Bacaan.
------------------------

SIANTAR-SK: Pasca putusnya kontrak tanggungan asuransi kesehatan bagi rakyat miskin (askeskin) antara Departemen Kesehatan dengan PT Askes, masalah baru pun kemudian muncul. Siapa yang kini menanggung biaya pengobatan orang miskin? Pemerintah pusat? Pemerintah daerah? Rumah sakit? Atau si miskin itu sendiri?
Ketua Komisi IX DPR RI dr. Ribka Tjiptaning dalam seminar ‘Kaukus Asuransi Kesehatan Daerah, Mungkinkah?’ yang diadakan oleh Medan Bisnis Forum di Restoran International, Pematangsiantar, Senin (18/2), mengatakan Komisi IX DPR merekomendasikan untuk sementara askeskin tetap ditangani oleh PT Askes sembari membenahi sistem yang ada.
Namun, saat ini rekomendasi tersebut belum mendapat tanggapan dari pemerintah. Menunggu ada sebuah kesepakatan dengan pemerintah, Ribka meminta agar pemerintah daerah berinisiatif menanggulangi biaya pengobatan pasien miskin ini. Dia mengatakan banyaknya pasien miskin terlantar saat ini di rumah sakit daerah justru menjadi penegasan bagi kepala daerah apakah punya komitmen untuk membantu rakyatnya. Secara tegas Ribka mengatakan kepala daerah yang tak mau membantu pasien miskin tersebut adalah kepala daerah yang tak punya hati nurani.
Ribka memberi apresiasi yang tinggi bagi Bupati Toba Samosir Monang Sitorus dan Walikota Tanjung Balai dr. Sutrisno Hadi, SpOG, dua kepala daerah yang mempunyai insiatif membantu pengobatan rakyatnya yang miskin, jauh sebelum ribut-ribut masalah askeskin ini muncul.
Masalahnya, hanya segelintir kepala daerah yang mau berbuat seperti itu. Jauh lebih banyak kepala daerah yang sepertinya menutup telinga rapat-rapat untuk mendengar jerit para pasien miskin yang terlantar di lorong-lorong rumah sakit daerah.
Pematangsiantar menjadi contoh bagaimana Pemko tak ambil peduli dengan kondisi ratusan pasien miskin terlantar di RSUD dr. Djasamen Saragih. Saat pihak RSUD Djasamen meminta bantuan pemko untuk menanggulangi masalah pasien terlantar ini, pemko tak memenuhinya. Jangankan memenuhi permintaan bantuan dana tersebut, untuk sekadar rapat mendengarkan penjelasan pihak rumah sakit pun, Walikota Siantar tak mau hadir.

------------------------

Daftar Data.
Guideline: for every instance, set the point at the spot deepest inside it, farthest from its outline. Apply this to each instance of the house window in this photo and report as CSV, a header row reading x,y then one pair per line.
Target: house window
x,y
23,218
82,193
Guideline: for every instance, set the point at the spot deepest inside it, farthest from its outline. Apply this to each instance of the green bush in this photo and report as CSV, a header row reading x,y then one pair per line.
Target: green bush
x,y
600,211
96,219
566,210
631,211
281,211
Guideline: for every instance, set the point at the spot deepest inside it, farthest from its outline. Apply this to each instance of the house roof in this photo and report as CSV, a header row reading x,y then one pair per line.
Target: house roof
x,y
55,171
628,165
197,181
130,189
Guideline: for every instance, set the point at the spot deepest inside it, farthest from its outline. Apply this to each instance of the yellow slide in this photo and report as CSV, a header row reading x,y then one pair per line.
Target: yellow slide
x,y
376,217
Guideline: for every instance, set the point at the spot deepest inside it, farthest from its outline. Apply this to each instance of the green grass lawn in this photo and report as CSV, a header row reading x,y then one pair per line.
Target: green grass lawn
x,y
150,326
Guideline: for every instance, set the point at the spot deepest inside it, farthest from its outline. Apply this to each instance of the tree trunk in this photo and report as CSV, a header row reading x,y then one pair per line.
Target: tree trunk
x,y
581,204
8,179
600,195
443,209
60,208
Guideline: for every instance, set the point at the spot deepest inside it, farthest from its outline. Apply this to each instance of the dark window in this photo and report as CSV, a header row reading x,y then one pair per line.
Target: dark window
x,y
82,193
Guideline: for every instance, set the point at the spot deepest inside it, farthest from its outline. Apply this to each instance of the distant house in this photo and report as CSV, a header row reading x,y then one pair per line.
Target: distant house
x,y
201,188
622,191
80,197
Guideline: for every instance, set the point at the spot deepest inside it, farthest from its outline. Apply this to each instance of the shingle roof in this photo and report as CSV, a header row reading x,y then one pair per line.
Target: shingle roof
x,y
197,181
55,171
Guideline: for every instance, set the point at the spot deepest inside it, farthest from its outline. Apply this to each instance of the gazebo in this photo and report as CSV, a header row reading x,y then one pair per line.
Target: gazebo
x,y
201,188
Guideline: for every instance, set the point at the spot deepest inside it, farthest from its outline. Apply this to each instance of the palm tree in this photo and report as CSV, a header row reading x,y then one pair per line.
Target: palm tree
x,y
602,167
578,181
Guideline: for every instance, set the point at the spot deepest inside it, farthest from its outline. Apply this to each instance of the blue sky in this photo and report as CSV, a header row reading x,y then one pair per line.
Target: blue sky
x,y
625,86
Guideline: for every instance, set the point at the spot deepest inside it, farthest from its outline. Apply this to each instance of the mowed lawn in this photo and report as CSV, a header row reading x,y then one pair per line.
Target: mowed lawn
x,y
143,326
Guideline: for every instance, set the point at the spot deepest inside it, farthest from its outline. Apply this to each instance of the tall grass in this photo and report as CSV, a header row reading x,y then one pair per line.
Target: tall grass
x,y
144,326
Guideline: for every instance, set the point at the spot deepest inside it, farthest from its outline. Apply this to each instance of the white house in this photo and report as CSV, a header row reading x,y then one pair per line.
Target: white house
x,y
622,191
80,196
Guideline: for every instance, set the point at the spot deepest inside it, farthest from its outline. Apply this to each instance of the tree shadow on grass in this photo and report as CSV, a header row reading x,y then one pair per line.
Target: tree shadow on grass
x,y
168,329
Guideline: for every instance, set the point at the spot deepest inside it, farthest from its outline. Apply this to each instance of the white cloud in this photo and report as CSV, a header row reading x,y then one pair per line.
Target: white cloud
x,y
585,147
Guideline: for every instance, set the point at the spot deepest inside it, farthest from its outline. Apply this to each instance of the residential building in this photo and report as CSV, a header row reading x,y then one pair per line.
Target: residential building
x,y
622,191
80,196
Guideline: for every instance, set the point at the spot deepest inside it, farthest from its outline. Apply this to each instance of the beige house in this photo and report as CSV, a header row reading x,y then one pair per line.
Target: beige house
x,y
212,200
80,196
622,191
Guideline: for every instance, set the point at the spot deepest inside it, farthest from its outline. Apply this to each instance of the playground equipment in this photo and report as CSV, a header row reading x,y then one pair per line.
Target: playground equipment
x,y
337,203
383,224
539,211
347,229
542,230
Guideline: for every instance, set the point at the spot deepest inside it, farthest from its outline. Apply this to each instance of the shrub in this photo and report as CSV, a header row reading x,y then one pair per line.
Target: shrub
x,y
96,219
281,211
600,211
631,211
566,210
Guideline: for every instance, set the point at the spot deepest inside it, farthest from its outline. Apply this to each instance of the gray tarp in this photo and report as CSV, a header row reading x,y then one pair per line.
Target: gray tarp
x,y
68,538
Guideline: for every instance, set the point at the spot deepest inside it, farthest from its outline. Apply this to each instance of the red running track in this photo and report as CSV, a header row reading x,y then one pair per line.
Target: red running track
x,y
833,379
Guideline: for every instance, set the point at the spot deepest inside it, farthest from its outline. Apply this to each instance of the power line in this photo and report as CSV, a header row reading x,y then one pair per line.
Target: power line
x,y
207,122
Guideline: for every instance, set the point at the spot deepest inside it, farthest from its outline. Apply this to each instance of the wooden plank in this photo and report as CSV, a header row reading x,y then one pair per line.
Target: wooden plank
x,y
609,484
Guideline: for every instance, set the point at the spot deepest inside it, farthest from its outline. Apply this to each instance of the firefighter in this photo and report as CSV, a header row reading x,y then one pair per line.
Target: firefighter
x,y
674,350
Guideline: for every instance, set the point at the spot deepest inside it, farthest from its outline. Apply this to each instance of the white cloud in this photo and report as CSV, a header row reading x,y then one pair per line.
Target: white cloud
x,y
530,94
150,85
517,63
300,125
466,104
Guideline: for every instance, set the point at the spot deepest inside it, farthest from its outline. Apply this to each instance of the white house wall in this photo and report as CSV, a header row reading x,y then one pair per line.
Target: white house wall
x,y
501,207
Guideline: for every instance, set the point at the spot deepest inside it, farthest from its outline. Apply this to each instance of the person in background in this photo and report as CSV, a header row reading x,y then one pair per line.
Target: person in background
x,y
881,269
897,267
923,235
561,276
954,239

------------------------

Petunjuk Kerja.
(1) Menurut bacaan tentang askeskin, di restoran mana seminar Medan Bisnis Forum diadakan?
(2) Hitung baris dalam daftar yang memuat kata "bush". Tuliskan angkanya saja.

Jawaban Berurutan.
(1) Di Restoran International, Pematangsiantar.

(2) 2